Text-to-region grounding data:
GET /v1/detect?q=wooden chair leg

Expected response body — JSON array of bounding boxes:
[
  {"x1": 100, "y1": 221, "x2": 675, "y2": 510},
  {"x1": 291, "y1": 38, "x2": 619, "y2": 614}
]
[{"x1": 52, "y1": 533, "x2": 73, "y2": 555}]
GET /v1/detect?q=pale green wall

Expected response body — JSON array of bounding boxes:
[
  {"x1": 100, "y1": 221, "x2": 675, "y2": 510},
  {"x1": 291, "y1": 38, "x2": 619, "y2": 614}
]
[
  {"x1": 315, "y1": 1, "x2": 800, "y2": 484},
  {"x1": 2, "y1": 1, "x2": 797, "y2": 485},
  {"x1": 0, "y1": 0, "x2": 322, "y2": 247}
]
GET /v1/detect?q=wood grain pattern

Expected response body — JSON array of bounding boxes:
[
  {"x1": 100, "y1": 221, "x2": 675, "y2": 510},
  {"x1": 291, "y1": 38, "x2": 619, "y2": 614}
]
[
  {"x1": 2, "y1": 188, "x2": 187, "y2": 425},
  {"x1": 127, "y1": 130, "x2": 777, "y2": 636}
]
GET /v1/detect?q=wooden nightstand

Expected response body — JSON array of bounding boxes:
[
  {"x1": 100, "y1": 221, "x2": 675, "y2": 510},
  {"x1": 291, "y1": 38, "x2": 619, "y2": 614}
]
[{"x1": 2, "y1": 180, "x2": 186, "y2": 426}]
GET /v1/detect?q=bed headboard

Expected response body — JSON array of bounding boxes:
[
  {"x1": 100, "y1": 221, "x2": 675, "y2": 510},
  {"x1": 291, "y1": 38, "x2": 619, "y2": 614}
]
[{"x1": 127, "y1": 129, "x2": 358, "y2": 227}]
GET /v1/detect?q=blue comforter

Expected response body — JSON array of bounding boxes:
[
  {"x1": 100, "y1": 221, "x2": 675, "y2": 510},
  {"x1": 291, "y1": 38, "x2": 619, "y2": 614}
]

— What to produce —
The records must be given again in full, exactly as shown.

— Expected answer —
GET /v1/detect?q=wooden chair leg

Expected response body — JSON array of bounding boxes:
[
  {"x1": 100, "y1": 221, "x2": 675, "y2": 510},
  {"x1": 291, "y1": 38, "x2": 619, "y2": 614}
]
[{"x1": 52, "y1": 533, "x2": 73, "y2": 555}]
GET /v1/detect?q=pale green wall

Expected response body — JSON array of bounding boxes:
[
  {"x1": 100, "y1": 221, "x2": 675, "y2": 510},
  {"x1": 291, "y1": 38, "x2": 619, "y2": 614}
]
[
  {"x1": 315, "y1": 1, "x2": 800, "y2": 484},
  {"x1": 2, "y1": 1, "x2": 797, "y2": 485},
  {"x1": 0, "y1": 0, "x2": 322, "y2": 247}
]
GET /v1/detect?q=wood grain pattern

Expected response body — JSON array of bounding boxes:
[
  {"x1": 100, "y1": 221, "x2": 675, "y2": 510},
  {"x1": 291, "y1": 38, "x2": 619, "y2": 614}
]
[
  {"x1": 2, "y1": 188, "x2": 187, "y2": 425},
  {"x1": 127, "y1": 130, "x2": 777, "y2": 636}
]
GET /v1/detect?q=wooden nightstand

Expected response body — JSON array of bounding boxes:
[
  {"x1": 100, "y1": 221, "x2": 675, "y2": 510},
  {"x1": 291, "y1": 38, "x2": 619, "y2": 614}
]
[{"x1": 2, "y1": 180, "x2": 186, "y2": 426}]
GET /v1/detect?q=bed headboard

Expected response body — JSON array of bounding boxes:
[
  {"x1": 100, "y1": 221, "x2": 675, "y2": 510},
  {"x1": 291, "y1": 38, "x2": 619, "y2": 614}
]
[{"x1": 127, "y1": 129, "x2": 358, "y2": 227}]
GET /v1/detect?q=blue comforter

Expected response body — JSON array of bounding boxes:
[
  {"x1": 100, "y1": 221, "x2": 675, "y2": 510},
  {"x1": 291, "y1": 38, "x2": 619, "y2": 614}
]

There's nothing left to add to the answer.